[Image-grounded pointing data]
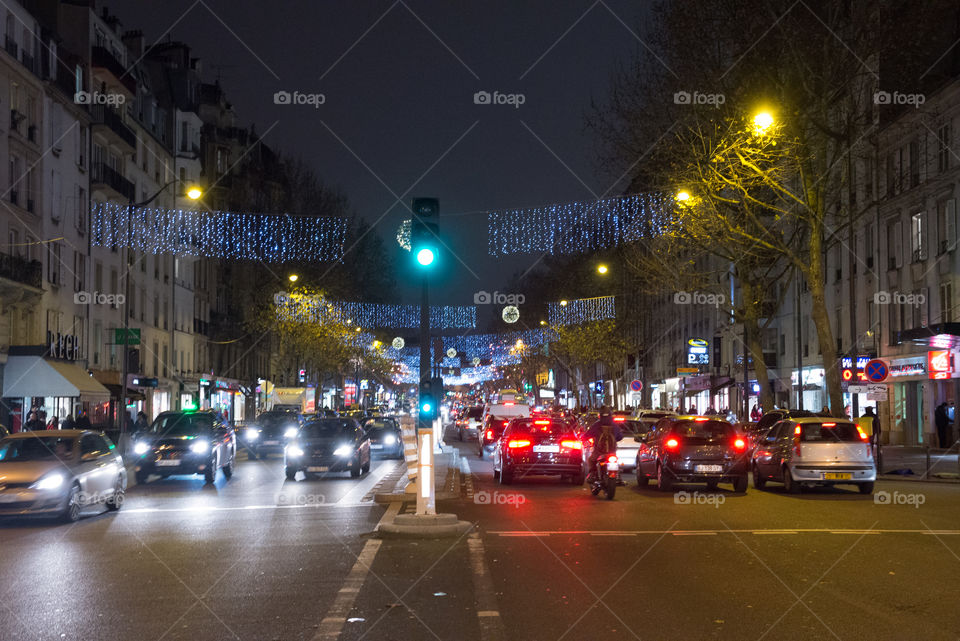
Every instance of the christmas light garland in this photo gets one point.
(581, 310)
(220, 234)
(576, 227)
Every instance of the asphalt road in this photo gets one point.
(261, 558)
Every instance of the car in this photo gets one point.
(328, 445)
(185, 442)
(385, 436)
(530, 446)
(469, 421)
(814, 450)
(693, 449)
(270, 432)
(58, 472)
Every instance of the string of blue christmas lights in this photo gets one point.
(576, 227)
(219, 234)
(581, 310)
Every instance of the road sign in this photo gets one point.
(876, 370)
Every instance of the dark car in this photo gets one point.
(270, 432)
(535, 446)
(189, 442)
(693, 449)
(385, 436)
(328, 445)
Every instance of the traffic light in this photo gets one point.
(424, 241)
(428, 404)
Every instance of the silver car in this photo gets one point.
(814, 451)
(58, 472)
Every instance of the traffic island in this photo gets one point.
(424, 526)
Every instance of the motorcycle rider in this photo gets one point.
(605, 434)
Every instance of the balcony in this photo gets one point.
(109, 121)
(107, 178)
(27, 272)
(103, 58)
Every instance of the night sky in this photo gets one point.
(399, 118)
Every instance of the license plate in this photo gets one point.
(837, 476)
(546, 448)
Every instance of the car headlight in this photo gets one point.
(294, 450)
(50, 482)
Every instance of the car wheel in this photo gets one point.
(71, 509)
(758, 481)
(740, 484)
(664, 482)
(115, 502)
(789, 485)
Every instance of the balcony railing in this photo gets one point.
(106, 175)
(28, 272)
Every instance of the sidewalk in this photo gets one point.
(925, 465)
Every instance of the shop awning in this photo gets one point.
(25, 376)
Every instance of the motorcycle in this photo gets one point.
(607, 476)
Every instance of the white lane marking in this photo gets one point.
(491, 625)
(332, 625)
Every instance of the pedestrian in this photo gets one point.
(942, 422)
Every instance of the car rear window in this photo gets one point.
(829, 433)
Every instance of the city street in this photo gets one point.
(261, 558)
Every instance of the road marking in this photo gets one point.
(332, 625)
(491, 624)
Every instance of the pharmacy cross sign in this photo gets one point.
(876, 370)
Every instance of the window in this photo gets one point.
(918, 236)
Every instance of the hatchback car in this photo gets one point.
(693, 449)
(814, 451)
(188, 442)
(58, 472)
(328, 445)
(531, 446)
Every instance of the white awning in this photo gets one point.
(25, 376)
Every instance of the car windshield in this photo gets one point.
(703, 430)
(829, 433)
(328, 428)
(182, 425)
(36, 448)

## Exercise brief:
Return all the data exactly, and keep the pictures out.

## Answer area:
Every instance of the christmas light garland in this photo gets one point.
(581, 310)
(220, 234)
(576, 227)
Every instance of the asphalt road in this photo gets one point.
(261, 558)
Every instance of the car in this photo gets one point.
(328, 445)
(185, 442)
(385, 436)
(530, 446)
(469, 421)
(814, 450)
(693, 449)
(270, 432)
(58, 472)
Every instance of the string of blue christmas lights in this photo gets one point.
(576, 227)
(219, 234)
(581, 310)
Every instance of the road sign in this photo gets one point.
(876, 370)
Every instance of the dark car in this photo gets one point.
(270, 432)
(535, 446)
(189, 442)
(693, 449)
(385, 436)
(328, 445)
Every instance of the traffic light in this photo gets one point.
(424, 241)
(428, 404)
Every instance of the silver car in this photo gets one point.
(814, 451)
(58, 472)
Every instance of the traffic island in this photo gets one point.
(424, 526)
Every instance of the motorcycle rider in this photo gets one point.
(605, 434)
Every instance of the balcony in this photo gets one point.
(109, 121)
(107, 178)
(27, 272)
(103, 58)
Every instance of the night sky in this photo gets one point.
(399, 118)
Every instance of the license plate in this photo gets one point.
(837, 476)
(546, 448)
Every instance of the car headlight in this photo gets one point.
(294, 450)
(50, 482)
Every instance of the car wheel in this photo gets one point.
(71, 509)
(758, 481)
(740, 484)
(664, 482)
(115, 502)
(789, 485)
Every instance of the balcony railing in this photo gets one point.
(106, 175)
(28, 272)
Every instance of the sidewalk in this photo gets one point.
(925, 465)
Every instance of the shop awning in this photo gets one point.
(25, 376)
Every instance of the motorcycle in this photo gets one point.
(607, 476)
Every instance of the white lane marking in this photo gets one point.
(491, 625)
(332, 625)
Every instance of the pedestrian in this photo gets one point.
(942, 422)
Every instance of the car rear window in this photo gets one point.
(829, 433)
Every instance of the city street in this photo gets one point.
(261, 558)
Every instance of the road marking in this photo gets one point.
(332, 625)
(491, 624)
Every instance of the pharmacy cross sign in this photo gets one point.
(876, 370)
Every instance of the window in this photo gets one point.
(918, 236)
Every instance of the hatchback car in this photo gets one point.
(693, 449)
(814, 451)
(188, 442)
(58, 472)
(328, 445)
(531, 446)
Every instance of the white awning in this photo gets one point.
(25, 376)
Every instance of the car windshield in this photo gets one point.
(703, 430)
(829, 433)
(328, 428)
(182, 425)
(36, 448)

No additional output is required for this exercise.